::: EXTRACT :::
Then, she struggled with her putter. It wasn’t a technical issue. She had just heard she wasn’t a good putter often enough that she began to believe it. Henderson won once in 2021 at the DIO Implant LA Open and had five other top-10 finishes, but as great as that season seemed, the worry remained.
She entered last fall knowing that she had to change drivers. Henderson was the only woman of note that used a 48-inch driver. In 2022, the USGA put a stop to that. Henderson put the new, shorter club into play at this year’s Chevron Championship.
The struggles manifested with back-to-back missed cuts in Los Angeles, the first at Wilshire Country Club where she was defending champion, and the next in Palos Verdes. But something happened in those weekends away. Returning to Canada, she spent four of five weeks with family in the Great North ahead of the U.S. Women’s Open presented by ProMedica. The refreshing break in her homeland sparked memories of the six-footers she'd made instead of the ones she missed. And in an instant, the shorter driver no longer felt new and different.
Then she looked at the numbers – 7th in greens in regulation, 3rd in scoring average, 2nd in rounds in the 60s, 4th in rounds under par – and she realized that 2022 had the potential to be one of her best years yet.
:::
**GIVEN INSTRUCTION**
Duplicate the golf passage between "Then she looked" and "best years yet.", inclusive. The items have no connection to the golf passage.
::: DATA LINES :::
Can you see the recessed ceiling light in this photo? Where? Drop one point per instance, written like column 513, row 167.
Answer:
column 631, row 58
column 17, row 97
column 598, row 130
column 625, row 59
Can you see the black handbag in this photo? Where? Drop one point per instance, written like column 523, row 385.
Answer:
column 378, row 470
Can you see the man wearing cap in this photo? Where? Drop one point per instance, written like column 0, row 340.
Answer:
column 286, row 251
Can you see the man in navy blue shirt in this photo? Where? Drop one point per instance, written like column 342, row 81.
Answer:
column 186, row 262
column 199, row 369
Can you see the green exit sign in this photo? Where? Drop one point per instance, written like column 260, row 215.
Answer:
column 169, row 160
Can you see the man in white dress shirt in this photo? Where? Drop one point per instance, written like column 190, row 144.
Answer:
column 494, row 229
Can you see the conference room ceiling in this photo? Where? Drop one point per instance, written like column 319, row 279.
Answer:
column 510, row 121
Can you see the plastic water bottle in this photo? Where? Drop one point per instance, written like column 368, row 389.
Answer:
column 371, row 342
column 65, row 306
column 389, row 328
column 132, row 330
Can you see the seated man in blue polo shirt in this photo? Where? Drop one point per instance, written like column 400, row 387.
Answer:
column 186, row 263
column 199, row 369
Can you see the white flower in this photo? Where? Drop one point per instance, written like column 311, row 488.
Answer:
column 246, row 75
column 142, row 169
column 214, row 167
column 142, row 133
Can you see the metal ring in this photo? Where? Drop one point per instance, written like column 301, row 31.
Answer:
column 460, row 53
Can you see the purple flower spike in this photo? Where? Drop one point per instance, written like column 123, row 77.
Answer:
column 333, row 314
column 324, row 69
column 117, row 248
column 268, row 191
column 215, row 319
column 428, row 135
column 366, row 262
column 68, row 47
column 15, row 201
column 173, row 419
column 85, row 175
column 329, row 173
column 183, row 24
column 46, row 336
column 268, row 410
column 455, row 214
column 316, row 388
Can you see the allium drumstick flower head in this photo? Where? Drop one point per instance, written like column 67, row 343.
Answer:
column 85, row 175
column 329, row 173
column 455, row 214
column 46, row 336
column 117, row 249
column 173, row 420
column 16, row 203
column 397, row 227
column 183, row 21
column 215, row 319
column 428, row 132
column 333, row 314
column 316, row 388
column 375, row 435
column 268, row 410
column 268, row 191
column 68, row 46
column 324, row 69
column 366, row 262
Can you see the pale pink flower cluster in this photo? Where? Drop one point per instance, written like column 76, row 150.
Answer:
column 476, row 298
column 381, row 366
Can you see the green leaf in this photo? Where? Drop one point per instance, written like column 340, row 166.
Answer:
:::
**SOLUTION FOR THIS TASK**
Then she looked at the numbers – 7th in greens in regulation, 3rd in scoring average, 2nd in rounds in the 60s, 4th in rounds under par – and she realized that 2022 had the potential to be one of her best years yet.